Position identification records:
----------
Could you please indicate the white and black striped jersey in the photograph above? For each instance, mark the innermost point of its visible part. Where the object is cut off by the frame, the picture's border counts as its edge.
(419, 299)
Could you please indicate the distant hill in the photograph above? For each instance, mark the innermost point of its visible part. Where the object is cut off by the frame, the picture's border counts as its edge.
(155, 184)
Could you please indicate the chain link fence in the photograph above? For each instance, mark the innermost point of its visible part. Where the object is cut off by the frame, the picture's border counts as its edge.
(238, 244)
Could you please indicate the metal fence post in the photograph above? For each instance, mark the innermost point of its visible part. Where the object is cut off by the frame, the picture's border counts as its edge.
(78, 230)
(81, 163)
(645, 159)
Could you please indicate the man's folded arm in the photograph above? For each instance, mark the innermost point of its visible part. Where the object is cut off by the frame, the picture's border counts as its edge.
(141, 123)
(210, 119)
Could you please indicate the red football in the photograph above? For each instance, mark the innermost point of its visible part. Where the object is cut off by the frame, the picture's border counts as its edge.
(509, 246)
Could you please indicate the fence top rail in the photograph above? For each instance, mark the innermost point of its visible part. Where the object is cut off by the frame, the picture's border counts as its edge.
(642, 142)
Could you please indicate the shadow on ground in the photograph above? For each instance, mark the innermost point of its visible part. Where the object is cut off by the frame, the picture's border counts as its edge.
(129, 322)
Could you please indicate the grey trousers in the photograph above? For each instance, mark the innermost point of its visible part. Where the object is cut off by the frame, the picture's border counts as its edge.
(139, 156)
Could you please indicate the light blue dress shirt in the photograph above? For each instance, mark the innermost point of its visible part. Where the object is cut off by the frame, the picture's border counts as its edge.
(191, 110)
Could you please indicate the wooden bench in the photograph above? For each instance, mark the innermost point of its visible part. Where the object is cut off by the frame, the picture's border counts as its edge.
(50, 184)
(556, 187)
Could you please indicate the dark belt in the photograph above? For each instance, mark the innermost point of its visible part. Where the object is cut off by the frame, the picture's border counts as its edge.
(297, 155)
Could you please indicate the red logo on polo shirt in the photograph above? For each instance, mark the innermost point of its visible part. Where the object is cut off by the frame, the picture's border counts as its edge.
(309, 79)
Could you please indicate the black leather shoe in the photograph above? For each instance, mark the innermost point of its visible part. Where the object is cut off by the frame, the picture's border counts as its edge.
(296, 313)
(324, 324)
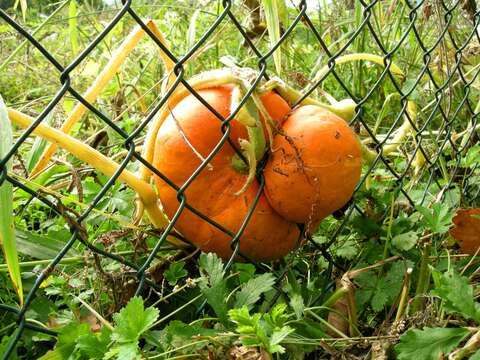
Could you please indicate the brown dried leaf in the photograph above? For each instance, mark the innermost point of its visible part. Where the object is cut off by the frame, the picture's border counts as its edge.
(467, 230)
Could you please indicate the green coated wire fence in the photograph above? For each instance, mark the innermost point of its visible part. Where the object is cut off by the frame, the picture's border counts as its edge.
(427, 164)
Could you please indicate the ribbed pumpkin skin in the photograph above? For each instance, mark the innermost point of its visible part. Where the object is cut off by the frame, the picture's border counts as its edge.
(267, 236)
(315, 166)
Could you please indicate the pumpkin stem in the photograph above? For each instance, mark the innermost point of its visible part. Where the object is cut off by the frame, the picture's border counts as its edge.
(343, 108)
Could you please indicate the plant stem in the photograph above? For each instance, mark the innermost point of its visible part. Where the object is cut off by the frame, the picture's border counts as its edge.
(404, 295)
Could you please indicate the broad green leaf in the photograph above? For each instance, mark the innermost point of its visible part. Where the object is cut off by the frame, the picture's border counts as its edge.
(405, 241)
(438, 219)
(133, 320)
(7, 227)
(175, 272)
(41, 247)
(429, 343)
(94, 346)
(297, 304)
(67, 339)
(212, 265)
(23, 7)
(475, 356)
(253, 289)
(273, 12)
(212, 284)
(457, 295)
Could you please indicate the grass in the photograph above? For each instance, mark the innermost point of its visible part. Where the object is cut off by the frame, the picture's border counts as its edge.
(372, 245)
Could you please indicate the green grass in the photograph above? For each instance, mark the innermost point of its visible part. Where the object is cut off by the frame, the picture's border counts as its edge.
(378, 244)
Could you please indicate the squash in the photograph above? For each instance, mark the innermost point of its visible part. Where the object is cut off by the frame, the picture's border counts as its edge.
(189, 135)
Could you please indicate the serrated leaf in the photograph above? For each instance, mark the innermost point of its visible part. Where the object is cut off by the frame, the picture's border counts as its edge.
(212, 284)
(7, 228)
(277, 337)
(133, 320)
(67, 338)
(126, 351)
(475, 356)
(73, 26)
(467, 230)
(175, 272)
(457, 295)
(405, 241)
(348, 250)
(252, 290)
(297, 304)
(429, 343)
(212, 265)
(438, 219)
(94, 346)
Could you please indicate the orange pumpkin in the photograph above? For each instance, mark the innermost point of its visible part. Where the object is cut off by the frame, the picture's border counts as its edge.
(192, 132)
(315, 166)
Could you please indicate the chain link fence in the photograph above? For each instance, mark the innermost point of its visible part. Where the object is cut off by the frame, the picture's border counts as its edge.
(442, 69)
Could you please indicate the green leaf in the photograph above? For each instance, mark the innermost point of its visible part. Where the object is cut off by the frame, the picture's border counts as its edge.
(253, 289)
(7, 227)
(438, 219)
(40, 247)
(457, 295)
(272, 10)
(405, 241)
(277, 337)
(297, 304)
(277, 316)
(175, 272)
(475, 356)
(67, 338)
(94, 346)
(348, 250)
(38, 146)
(212, 284)
(429, 343)
(133, 320)
(212, 265)
(126, 351)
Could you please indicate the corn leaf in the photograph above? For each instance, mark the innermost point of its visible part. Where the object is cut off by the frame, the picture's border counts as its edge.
(273, 12)
(72, 26)
(7, 231)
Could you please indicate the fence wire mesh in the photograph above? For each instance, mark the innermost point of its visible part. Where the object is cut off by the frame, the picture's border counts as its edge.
(445, 35)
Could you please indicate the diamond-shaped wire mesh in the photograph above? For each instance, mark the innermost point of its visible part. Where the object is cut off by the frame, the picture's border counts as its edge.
(307, 42)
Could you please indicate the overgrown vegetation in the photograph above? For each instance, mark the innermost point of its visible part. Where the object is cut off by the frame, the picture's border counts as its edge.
(381, 279)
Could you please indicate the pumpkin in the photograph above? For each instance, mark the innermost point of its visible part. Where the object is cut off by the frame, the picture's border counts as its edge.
(191, 133)
(312, 171)
(315, 165)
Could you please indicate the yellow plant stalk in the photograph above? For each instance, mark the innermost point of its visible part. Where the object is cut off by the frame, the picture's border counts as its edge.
(109, 71)
(98, 161)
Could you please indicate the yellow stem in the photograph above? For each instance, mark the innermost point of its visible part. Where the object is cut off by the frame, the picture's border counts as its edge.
(98, 161)
(357, 57)
(109, 71)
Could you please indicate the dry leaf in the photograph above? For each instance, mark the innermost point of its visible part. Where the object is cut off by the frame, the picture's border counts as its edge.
(467, 230)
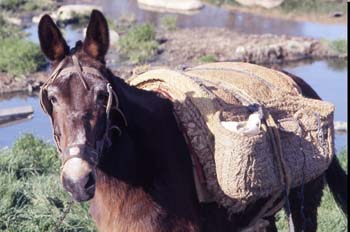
----------
Report every line of the listing above that contains the word "grass", copying each such line in full. Only matches with the same letter case count.

# [Task answer]
Could you please indicate the grass in the photograph above? For each instance, mark the innermost point of its visible part. Where the object is cut off by the frame, the picture's border counts as its edge.
Could you please indicate the green grass in the photograph above? For each instance, mark the innermost point of its visible part. Where the object is cut off by the frame, the picture's border counts as its edge.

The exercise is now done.